**WHAT THE EXERCISE ASKS**
Return only these lines: the one that contains "Exercise. Pick out the tinted" and every line after it through the end of the listing, exactly, without pictures.
++++++++
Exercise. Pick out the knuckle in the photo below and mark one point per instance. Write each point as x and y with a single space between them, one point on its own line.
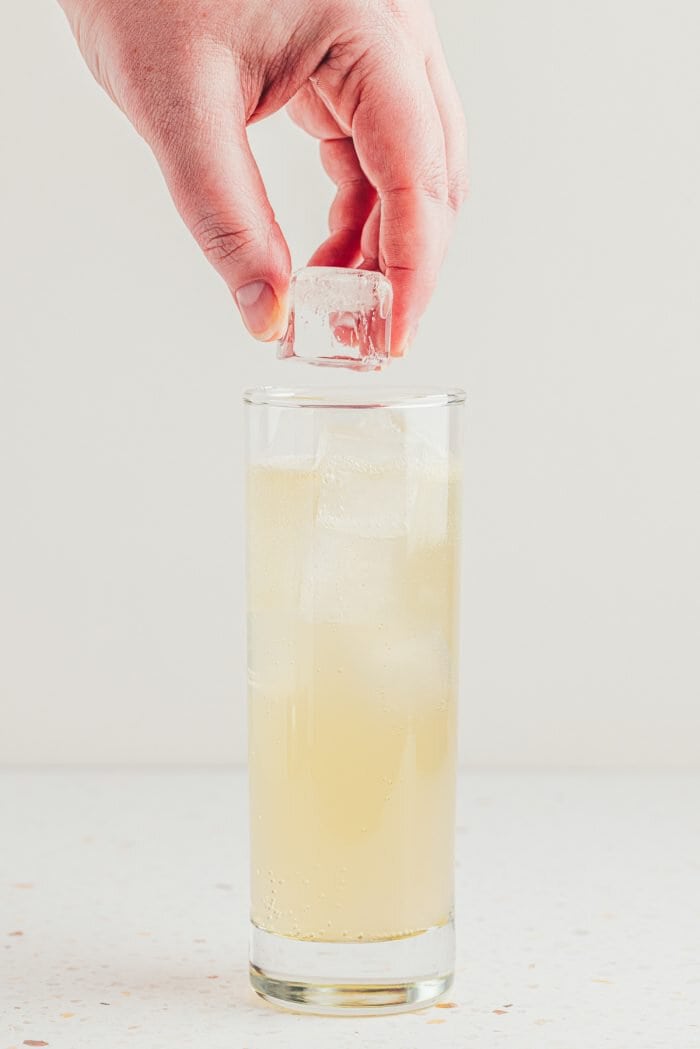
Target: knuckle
224 240
458 189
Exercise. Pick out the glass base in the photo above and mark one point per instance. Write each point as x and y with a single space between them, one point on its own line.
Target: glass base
353 979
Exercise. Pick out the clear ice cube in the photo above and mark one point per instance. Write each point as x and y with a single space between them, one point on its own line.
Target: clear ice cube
339 318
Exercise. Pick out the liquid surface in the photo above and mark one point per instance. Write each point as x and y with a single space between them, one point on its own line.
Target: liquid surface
353 653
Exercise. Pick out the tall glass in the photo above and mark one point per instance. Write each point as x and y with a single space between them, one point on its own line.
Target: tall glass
353 594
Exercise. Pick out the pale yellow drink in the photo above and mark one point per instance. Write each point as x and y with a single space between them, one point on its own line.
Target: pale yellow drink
353 694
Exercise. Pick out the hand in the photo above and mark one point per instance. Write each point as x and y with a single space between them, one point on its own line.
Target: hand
366 77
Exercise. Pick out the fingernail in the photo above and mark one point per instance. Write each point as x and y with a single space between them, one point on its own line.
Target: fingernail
259 308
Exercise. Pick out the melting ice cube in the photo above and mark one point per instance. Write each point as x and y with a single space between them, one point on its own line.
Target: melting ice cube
340 318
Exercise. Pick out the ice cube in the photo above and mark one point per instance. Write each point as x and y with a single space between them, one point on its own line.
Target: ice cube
339 317
405 667
349 579
365 487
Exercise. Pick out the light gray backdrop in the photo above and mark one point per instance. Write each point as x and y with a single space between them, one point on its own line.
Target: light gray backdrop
568 309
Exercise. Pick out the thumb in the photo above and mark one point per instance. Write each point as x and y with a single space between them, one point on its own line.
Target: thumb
216 187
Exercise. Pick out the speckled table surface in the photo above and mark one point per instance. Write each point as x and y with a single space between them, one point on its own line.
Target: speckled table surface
123 917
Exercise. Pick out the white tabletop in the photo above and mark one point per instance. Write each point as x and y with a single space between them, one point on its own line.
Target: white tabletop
123 917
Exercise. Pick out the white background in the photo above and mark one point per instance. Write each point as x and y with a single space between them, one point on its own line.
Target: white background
568 309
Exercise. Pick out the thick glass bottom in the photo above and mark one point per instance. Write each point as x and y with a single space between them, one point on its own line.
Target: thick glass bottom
353 979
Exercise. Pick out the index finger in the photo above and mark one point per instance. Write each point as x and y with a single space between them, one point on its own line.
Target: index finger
391 113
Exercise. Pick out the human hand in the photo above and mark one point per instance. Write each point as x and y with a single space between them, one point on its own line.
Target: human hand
368 79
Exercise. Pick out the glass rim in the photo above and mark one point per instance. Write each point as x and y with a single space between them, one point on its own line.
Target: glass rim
349 397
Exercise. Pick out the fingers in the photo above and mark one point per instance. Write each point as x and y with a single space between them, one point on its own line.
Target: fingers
203 149
400 144
349 209
451 116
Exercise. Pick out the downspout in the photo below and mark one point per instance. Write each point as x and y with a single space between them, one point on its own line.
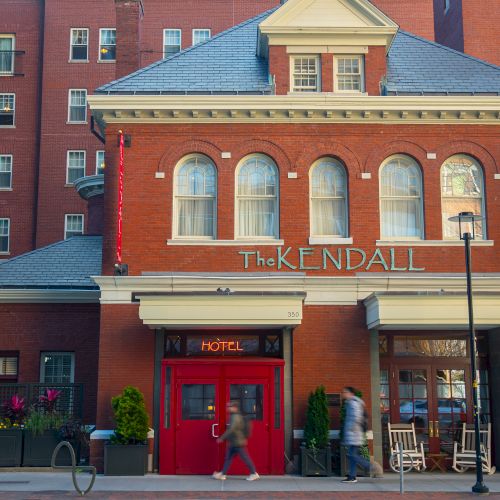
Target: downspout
39 122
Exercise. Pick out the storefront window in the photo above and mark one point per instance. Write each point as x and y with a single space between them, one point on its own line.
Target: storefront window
415 346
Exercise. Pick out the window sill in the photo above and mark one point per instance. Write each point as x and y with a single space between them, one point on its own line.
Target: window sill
225 243
325 240
432 243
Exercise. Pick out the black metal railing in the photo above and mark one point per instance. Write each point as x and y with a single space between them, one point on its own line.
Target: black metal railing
69 401
11 62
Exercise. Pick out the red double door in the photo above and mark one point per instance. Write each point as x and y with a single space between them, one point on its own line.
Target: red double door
194 397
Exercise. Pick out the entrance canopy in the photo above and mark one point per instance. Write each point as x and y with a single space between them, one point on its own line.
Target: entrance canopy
430 310
220 309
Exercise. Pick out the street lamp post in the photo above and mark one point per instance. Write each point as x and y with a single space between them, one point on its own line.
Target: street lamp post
466 223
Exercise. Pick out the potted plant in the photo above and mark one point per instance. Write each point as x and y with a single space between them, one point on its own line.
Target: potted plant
316 459
126 452
364 451
11 433
41 432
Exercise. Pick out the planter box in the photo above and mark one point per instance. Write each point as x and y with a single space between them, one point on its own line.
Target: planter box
38 450
125 459
11 447
344 467
317 463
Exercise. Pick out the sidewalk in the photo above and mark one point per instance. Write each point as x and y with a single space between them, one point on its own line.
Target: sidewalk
60 485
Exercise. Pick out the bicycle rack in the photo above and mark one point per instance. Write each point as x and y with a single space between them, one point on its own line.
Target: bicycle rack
396 463
73 467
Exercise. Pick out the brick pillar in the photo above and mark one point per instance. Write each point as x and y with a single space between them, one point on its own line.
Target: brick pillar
129 14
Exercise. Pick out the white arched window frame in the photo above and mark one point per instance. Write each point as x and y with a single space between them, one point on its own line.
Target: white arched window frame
462 190
195 198
257 198
401 210
328 199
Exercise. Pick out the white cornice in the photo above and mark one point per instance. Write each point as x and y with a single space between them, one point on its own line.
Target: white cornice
320 108
40 296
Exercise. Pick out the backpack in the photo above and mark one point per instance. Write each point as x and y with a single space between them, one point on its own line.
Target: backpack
247 426
365 421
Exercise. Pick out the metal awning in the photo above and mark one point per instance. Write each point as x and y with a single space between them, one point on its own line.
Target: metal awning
430 310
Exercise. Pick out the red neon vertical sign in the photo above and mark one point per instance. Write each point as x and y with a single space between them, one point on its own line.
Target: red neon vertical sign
120 203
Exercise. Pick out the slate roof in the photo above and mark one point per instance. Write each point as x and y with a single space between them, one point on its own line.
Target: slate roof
224 64
66 264
227 64
419 66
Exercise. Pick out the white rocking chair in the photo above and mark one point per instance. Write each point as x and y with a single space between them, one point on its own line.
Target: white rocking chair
405 434
464 452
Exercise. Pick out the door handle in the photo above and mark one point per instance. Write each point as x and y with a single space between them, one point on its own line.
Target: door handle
213 430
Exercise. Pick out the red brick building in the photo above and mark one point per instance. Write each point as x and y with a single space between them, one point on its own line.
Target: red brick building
286 195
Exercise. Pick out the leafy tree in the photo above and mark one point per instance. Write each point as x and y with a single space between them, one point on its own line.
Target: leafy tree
131 417
317 420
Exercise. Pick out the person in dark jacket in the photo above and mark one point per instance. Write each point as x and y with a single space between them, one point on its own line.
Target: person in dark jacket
237 440
354 436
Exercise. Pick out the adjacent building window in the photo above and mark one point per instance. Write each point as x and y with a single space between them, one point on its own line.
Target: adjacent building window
79 44
77 106
195 202
328 198
73 225
171 42
461 191
200 35
7 109
7 47
4 235
348 75
107 44
75 166
305 74
8 367
99 162
5 171
401 214
257 198
57 367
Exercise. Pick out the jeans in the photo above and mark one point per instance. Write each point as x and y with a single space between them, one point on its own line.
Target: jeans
354 459
231 452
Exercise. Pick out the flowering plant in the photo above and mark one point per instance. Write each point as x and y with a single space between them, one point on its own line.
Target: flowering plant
15 410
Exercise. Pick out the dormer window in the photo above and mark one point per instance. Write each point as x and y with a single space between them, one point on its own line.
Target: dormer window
305 74
349 74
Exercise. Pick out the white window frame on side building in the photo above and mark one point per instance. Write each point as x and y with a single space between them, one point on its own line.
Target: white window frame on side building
304 73
107 50
6 162
7 55
73 232
166 33
200 35
64 378
4 236
73 45
359 75
76 160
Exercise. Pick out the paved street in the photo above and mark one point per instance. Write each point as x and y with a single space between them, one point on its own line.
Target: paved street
47 485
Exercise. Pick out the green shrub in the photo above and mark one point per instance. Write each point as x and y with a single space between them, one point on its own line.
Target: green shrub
317 420
132 421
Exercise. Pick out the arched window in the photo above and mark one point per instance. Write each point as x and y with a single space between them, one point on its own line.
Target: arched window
257 198
401 199
328 198
461 191
195 198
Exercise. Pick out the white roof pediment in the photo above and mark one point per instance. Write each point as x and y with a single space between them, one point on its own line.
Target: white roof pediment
330 14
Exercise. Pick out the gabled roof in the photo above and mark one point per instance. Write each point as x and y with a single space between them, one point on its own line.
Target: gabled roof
419 66
225 63
66 264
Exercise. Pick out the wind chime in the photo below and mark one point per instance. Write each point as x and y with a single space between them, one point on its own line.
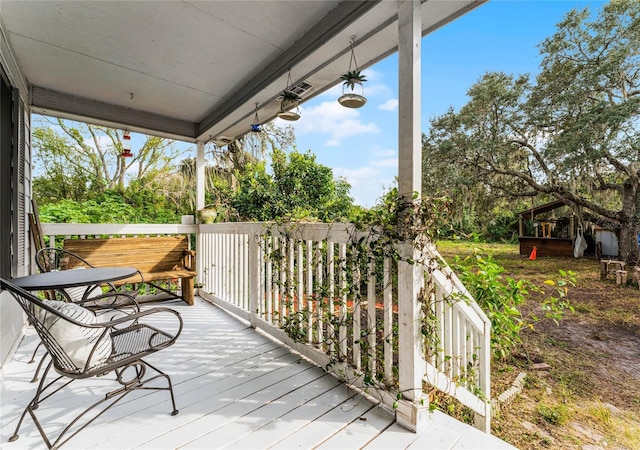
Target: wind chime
254 137
126 145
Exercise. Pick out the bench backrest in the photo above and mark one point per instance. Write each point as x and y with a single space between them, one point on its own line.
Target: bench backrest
147 254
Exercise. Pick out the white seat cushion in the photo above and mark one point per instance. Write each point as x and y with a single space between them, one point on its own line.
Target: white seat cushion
76 341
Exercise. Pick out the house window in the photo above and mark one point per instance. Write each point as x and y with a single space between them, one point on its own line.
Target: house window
8 180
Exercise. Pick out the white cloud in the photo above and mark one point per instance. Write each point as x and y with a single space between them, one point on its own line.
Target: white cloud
367 184
389 162
385 153
334 121
389 105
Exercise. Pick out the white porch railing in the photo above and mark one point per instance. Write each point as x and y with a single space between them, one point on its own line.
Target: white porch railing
324 291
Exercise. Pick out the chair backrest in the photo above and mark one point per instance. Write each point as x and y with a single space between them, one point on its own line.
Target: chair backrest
73 347
49 259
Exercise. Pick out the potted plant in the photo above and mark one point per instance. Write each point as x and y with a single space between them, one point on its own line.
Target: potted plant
290 100
207 214
350 98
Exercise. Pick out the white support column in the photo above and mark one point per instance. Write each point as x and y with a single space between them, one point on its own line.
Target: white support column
413 410
409 98
200 181
254 278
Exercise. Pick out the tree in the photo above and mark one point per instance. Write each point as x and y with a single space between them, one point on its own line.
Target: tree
91 154
299 188
573 134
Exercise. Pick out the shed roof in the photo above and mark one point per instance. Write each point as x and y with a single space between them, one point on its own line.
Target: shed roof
540 209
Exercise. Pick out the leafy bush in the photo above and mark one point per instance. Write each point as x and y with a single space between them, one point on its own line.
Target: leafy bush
502 298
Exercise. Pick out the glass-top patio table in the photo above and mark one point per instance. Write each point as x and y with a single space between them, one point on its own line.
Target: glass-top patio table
64 279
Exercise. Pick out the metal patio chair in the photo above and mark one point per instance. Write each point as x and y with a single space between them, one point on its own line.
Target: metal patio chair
50 259
80 346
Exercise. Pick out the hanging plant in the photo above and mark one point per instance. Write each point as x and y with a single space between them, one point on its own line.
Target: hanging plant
350 98
289 103
255 125
353 77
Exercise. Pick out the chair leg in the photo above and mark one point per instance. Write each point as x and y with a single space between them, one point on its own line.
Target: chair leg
169 388
113 397
37 372
33 355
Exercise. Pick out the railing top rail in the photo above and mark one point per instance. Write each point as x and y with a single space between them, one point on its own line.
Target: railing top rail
340 233
92 229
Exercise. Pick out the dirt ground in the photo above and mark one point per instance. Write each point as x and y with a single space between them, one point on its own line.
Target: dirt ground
582 386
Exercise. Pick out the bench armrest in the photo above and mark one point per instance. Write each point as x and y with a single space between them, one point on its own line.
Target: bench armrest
188 259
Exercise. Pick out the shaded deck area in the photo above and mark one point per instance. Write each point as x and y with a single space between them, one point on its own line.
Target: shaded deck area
235 388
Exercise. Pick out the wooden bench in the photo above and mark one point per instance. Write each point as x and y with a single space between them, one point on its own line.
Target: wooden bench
157 258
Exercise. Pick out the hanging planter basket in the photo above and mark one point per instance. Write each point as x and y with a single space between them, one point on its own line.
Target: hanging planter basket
352 99
352 88
289 109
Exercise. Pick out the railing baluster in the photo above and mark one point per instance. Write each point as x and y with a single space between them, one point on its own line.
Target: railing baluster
372 316
342 317
388 337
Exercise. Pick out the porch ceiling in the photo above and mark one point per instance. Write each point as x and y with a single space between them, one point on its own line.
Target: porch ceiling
193 70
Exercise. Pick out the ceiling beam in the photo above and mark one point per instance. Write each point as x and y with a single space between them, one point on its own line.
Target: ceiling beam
70 106
333 23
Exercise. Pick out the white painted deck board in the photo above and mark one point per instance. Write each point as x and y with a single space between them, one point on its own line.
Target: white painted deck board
235 388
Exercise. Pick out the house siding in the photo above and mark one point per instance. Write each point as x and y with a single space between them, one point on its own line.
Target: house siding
15 189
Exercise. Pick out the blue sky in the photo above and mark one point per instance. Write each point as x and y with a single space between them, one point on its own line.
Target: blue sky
361 144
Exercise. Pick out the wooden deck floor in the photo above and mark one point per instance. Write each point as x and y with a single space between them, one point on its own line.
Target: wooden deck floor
235 388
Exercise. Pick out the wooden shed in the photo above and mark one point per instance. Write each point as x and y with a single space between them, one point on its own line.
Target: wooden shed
551 231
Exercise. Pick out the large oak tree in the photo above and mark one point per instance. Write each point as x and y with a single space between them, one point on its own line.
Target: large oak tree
572 134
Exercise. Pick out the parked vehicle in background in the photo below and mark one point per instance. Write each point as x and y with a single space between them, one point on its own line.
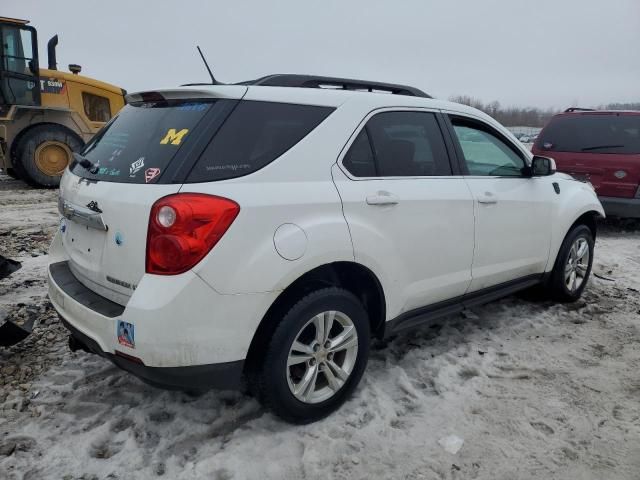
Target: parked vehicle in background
269 230
602 147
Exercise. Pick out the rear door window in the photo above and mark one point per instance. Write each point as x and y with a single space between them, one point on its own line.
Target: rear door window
138 145
485 152
254 135
399 144
592 133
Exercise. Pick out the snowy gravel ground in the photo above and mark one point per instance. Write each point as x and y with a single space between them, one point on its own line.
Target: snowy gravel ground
518 389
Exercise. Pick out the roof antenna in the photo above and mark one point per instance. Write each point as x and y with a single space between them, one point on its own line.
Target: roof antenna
213 79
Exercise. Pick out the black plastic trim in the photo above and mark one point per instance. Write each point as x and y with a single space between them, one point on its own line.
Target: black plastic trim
64 278
430 313
223 376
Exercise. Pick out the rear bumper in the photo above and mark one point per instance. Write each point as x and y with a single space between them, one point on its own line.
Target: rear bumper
223 376
184 334
621 207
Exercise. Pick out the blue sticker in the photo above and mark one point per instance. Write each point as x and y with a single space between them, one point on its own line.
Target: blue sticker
126 334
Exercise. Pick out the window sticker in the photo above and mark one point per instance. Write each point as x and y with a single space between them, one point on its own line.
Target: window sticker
150 174
174 137
136 167
126 334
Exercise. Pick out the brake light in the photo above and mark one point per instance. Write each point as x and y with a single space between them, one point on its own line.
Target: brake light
183 228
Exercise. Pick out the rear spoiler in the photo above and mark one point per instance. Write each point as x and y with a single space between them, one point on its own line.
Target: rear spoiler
233 92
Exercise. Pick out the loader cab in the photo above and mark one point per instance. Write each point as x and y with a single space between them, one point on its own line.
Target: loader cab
19 79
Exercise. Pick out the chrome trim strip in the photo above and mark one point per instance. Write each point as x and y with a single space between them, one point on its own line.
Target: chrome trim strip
81 215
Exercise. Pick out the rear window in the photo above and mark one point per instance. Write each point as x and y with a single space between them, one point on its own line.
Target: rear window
254 135
596 133
142 140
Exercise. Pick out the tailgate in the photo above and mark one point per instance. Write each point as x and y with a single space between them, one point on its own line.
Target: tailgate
104 232
611 175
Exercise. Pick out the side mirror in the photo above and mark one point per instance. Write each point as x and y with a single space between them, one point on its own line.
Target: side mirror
542 166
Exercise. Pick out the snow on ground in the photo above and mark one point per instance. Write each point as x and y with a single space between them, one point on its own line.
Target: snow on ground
520 388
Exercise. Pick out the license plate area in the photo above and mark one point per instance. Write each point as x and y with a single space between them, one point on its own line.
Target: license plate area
83 244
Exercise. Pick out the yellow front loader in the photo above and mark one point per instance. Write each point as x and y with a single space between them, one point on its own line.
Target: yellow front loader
45 114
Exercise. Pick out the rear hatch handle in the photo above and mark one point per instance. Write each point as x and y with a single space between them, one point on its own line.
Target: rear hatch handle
82 215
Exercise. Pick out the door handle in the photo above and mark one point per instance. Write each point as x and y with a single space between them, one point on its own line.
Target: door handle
488 198
382 198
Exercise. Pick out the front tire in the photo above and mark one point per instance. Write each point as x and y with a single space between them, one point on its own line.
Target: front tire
573 265
43 153
316 356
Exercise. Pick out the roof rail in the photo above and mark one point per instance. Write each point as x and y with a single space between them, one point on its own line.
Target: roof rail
578 109
313 81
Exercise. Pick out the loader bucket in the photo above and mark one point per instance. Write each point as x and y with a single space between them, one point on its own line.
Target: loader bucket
10 332
8 266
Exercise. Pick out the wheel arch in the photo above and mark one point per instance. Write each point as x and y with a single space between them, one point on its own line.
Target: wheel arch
588 218
351 276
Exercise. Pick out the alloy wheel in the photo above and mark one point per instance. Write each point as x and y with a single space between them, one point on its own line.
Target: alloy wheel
322 357
575 270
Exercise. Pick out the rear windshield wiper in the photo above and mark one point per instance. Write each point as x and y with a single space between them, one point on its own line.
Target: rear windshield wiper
86 163
597 147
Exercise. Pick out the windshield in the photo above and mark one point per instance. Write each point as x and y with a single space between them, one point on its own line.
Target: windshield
594 133
138 145
18 80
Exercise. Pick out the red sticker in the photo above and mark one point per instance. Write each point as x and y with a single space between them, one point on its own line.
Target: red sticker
150 174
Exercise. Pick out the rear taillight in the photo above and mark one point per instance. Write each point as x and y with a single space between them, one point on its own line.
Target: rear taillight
183 228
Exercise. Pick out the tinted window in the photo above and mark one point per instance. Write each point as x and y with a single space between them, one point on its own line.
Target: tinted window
96 108
359 159
142 140
254 135
404 144
17 49
486 153
596 133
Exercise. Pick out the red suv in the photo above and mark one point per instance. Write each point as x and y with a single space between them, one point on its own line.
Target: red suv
600 146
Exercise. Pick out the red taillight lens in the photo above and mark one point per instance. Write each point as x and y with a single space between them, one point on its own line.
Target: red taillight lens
183 228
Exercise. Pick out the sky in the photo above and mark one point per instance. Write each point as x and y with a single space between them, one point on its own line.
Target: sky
544 53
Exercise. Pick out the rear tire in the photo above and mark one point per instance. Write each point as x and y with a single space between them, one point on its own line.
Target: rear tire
573 265
43 153
331 364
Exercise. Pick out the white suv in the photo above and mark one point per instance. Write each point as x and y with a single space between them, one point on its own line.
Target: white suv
262 233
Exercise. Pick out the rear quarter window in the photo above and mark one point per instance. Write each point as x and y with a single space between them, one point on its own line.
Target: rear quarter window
254 135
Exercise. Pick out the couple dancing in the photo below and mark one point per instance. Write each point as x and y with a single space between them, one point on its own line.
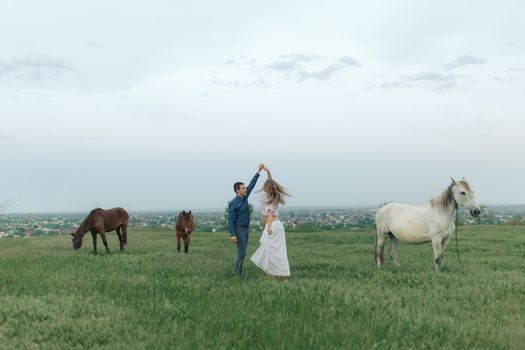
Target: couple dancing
++++++++
**FULL SOLUTION**
Exercise. Pick out the tinted window in the photo above and mark one point per instance. Write each point as x and y with a single space between them, one point on its own line.
Target: tinted window
96 108
359 159
142 140
254 135
404 144
17 49
486 153
596 133
Exercise. Pick out the red suv in the photo above and mark one point per instance. Write each point as x and y with a single space between them, one point on its own line.
Target: red suv
600 146
Exercise. Pick out the red taillight lens in the photo above and mark one point per instance. Write each point as x and y with a single space between them, one point on its own line.
Target: red taillight lens
183 228
Exercise. Pick out the sky in the photo above and mark one point per instance. Write each point as x and y with a single space between them, one point on its own line.
Target: sky
544 53
Exercise. Pick out the rear tire in the photo above and mark one point per instance. Write each point as x and y with a single space between them, one point on its own line.
Target: rear tire
573 265
43 153
331 364
Exercise. Pick out the white suv in the photo above and mark one point per instance. Write each point as x and y with a single space between them, one point on its own line.
Target: white suv
262 233
Exercise. Pick out the rear quarter window in the photo above and mark one point per instance. Write each point as x and y with a single space between them, one point on its own line.
Target: rear quarter window
254 135
Exercise. Pick out the couple dancing in the photo below and mark one point per instance. Write each point as x and y with a single space between them, one point on its own line.
Target: couple dancing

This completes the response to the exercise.